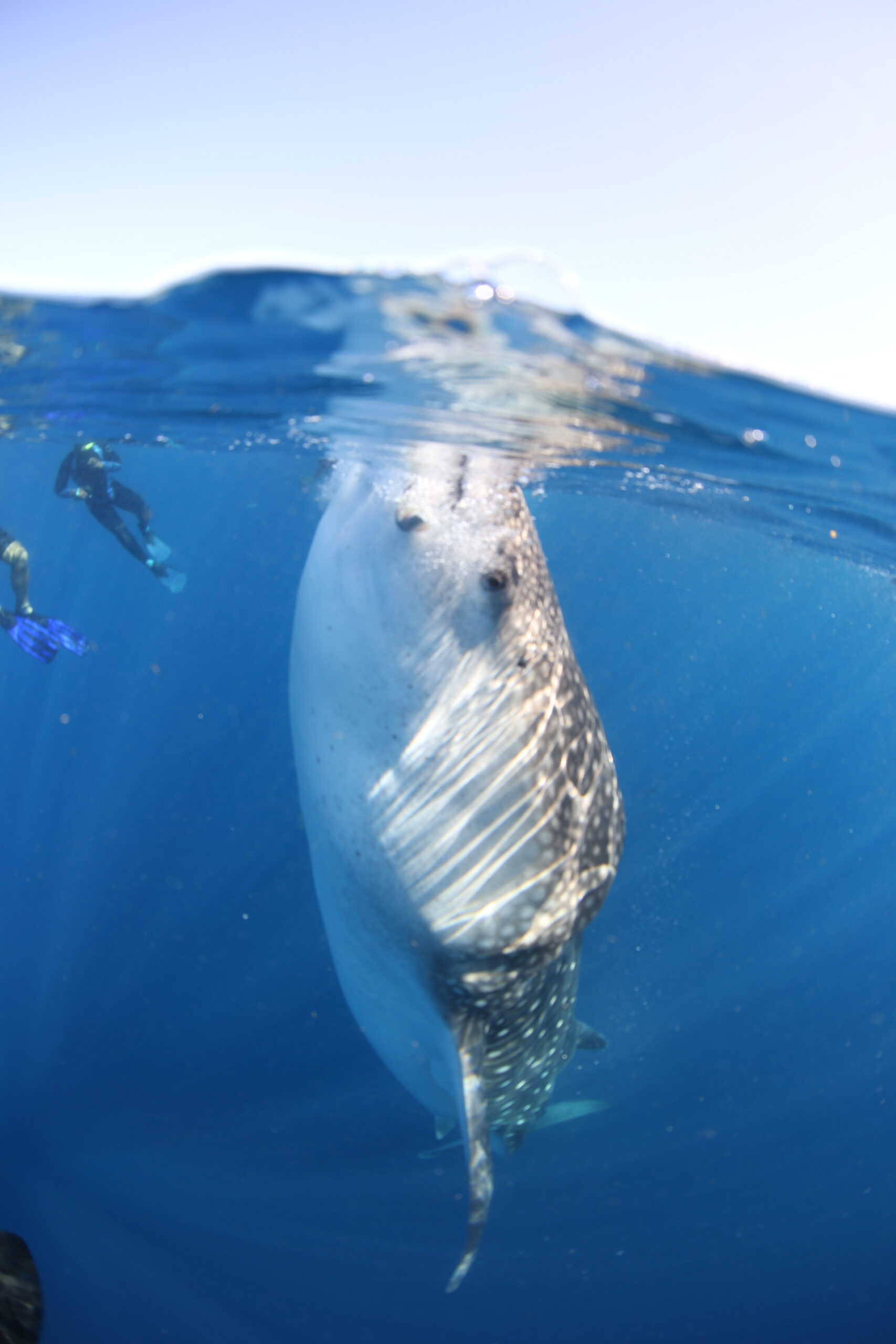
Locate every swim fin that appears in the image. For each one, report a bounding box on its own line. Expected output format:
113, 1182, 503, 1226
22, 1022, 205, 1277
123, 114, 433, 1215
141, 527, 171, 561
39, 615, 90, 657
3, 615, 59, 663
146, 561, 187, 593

◇ ◇ ◇ ◇

## WORK INSTRUCTIONS:
Copy the records above line for line, with no changes, and leave out the picture.

## SOLUTION BELOW:
Locate every swim fin that appears in the image. For each one, report a bounding box on its own line. Expected output format:
113, 1182, 503, 1226
22, 1022, 205, 1277
123, 114, 433, 1215
141, 527, 171, 561
39, 615, 90, 657
3, 615, 59, 663
146, 561, 187, 593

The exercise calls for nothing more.